EXERCISE
Copy out every line of the records below with "Reviewer note" changed to "Annotator note" throughout and nothing else altered, leaving out the pictures.
=== SOURCE DATA ===
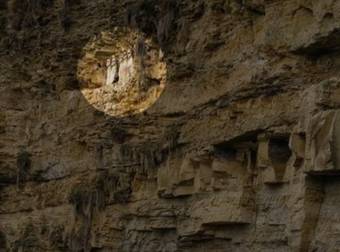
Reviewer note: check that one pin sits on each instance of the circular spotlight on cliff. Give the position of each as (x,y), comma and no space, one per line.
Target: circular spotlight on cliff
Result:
(121,72)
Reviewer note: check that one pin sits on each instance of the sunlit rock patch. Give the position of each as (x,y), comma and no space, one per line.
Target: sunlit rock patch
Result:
(121,72)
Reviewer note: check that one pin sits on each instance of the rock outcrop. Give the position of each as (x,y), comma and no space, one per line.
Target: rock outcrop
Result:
(144,125)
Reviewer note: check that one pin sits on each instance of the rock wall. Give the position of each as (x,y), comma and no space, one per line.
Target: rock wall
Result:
(241,152)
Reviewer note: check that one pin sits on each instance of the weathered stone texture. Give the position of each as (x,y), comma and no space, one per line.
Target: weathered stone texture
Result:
(241,152)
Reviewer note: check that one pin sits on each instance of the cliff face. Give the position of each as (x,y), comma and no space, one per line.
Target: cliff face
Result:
(197,125)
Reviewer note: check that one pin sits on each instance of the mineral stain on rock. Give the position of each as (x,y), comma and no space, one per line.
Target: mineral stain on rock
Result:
(171,126)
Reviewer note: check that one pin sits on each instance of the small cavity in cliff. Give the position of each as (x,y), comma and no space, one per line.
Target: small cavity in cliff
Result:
(122,72)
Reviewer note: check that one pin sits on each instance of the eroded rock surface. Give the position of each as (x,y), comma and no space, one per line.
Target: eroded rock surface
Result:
(225,138)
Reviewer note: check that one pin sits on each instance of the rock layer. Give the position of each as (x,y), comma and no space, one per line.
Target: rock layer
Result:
(239,153)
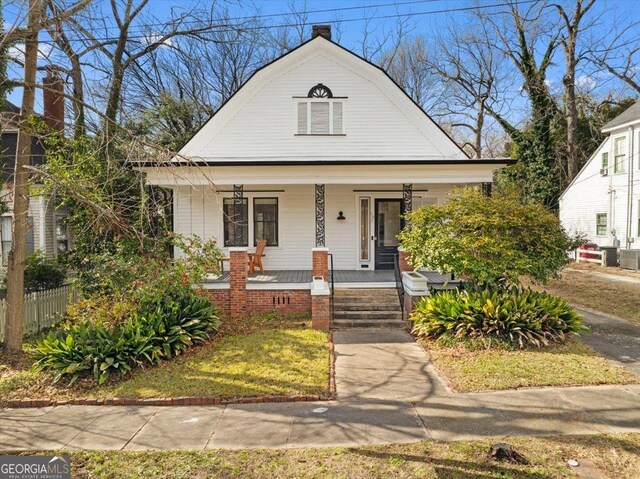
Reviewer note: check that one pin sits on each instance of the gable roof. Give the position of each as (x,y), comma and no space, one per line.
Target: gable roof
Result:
(459,155)
(631,114)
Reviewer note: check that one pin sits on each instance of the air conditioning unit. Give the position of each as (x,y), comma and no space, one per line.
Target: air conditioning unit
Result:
(630,259)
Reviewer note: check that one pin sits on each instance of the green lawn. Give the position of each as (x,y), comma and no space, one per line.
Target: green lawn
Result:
(568,364)
(621,299)
(617,456)
(270,355)
(272,361)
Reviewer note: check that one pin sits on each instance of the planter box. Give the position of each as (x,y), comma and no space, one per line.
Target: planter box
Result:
(415,282)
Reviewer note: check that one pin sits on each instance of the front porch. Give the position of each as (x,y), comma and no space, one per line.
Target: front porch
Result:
(303,279)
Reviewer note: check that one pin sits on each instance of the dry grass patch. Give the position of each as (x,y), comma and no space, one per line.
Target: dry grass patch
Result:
(568,364)
(266,355)
(620,299)
(618,456)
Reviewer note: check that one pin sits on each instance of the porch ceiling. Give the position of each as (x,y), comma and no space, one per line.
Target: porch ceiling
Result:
(371,173)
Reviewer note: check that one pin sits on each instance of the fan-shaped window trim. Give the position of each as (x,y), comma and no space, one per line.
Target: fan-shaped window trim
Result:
(320,91)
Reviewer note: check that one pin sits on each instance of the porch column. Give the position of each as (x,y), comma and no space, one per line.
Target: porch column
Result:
(238,193)
(407,201)
(320,236)
(238,282)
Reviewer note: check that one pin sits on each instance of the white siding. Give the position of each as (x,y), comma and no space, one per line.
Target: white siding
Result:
(199,211)
(379,121)
(591,194)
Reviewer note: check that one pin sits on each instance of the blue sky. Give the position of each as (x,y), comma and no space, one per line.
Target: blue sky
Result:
(424,18)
===
TASK ANSWER
Annotator note: check that one pin sits on each instance of the circular spotlight on cliff. Give the position of each as (x,y), comma and no space, one per line.
Target: circular spotlight on cliff
Result:
(121,72)
Annotator note: check that one pin sits on each instance of the sunlit rock patch. Give the position of each as (x,y), comma and no space, one per line.
Target: sunlit rock patch
Result:
(121,72)
Annotator note: check that one pin sits on each instance of the rock outcrop. Give the position of each as (x,y), comma and no space, one per line.
Target: rock outcrop
Result:
(144,125)
Annotator note: check that one pin sits on each instance of the rock wall. Give the position of each as (x,y), comma and no space, one per line.
Target: rock wall
Result:
(241,152)
Annotator note: check that one pin sits on each instance of the weathered stone texture. Give the position of each as (x,y), comma and no space, one per line.
Target: weathered stone texture
Result:
(241,152)
Annotator note: check that one pin sits on each instance of the cliff face. Give the position of each as (x,y), comma and no space, one per line.
Target: cliff face
Result:
(197,125)
Annotator note: check that one pin sits on each instance of the mineral stain on rock. Give the position of each as (x,y), comma and no space, one per line.
Target: mineral stain on rock
Result:
(171,126)
Annotator note: check that one pin sits on each instance of the small cavity in cliff. Give the position of each as (x,y), comma and no space, one per line.
Target: small cavity in cliff
Result:
(122,72)
Annotator note: check that one pin sits on each instance of the eroded rock surface. Give the position of each as (x,y), comma and no space, one per line.
Target: eroded rock surface
Result:
(225,138)
Annotator note: check that one pin sits on each instance of the rock layer. Give the position of each as (x,y), comma and no space, one per line.
Target: rock layer
Result:
(239,153)
Annotator note: check that one pin sits on each instance of the gable roof. Give the position of each as (x,y), comma and no space, one per line.
Target: gable roof
Result:
(459,155)
(631,114)
Annotator note: check that one pin sits on each instance of the air conditioning unit. Give the position of each as (x,y), comma and no space, one per line.
Target: air conditioning unit
Result:
(630,259)
Annotator note: check that one pin sits on each instance of the green lawn. Give the position of each as (x,y), comma and no space, one per line.
Target: green lawn
Result:
(568,364)
(621,299)
(617,456)
(270,355)
(272,361)
Annotator note: check that one pin sits on each instance of the planter box. Give the position of each as (x,y), comma and no space, one per line.
Target: planter box
Result:
(415,282)
Annotator note: check that one pin sits on each instance of the front porch. Give the position of each as (x,y), comma and no space, one per line.
Target: front porch
Result:
(303,279)
Annotator note: check that one pin sits on each instance of the dry grass patch. Give the position of each as (x,y), comma and no space, one per line.
Target: dry grass patch
Result:
(568,364)
(266,355)
(620,299)
(618,456)
Annotator note: check that one pin sits on each instance of the porch ceiling. Give the position of each as (x,y), comma and no space, one per line.
Target: porch ceiling
Result:
(371,173)
Annotator note: check that one pin sits on each instance of the fan-shaped window trim. Give the position of each as (x,y), comma and no space, one per line.
Target: fan-shaped window trim
Result:
(320,91)
Annotator note: check that one pin sits on each instance of the porch column. Give the position of each as (x,y), comma and no space, one per line.
Target: porch column
Result:
(238,193)
(407,201)
(320,236)
(238,282)
Annotator note: check that one pin sits on each instance of the white siding. Give the position of each as (x,y), comma and no space, one per line.
Target: white siding
Result:
(199,211)
(379,121)
(591,194)
Annotator note: check that one pin sits on each instance of the blue sky. Give the position of each as (x,y), comma and no space, one per line.
Target: blue sky
Result:
(424,18)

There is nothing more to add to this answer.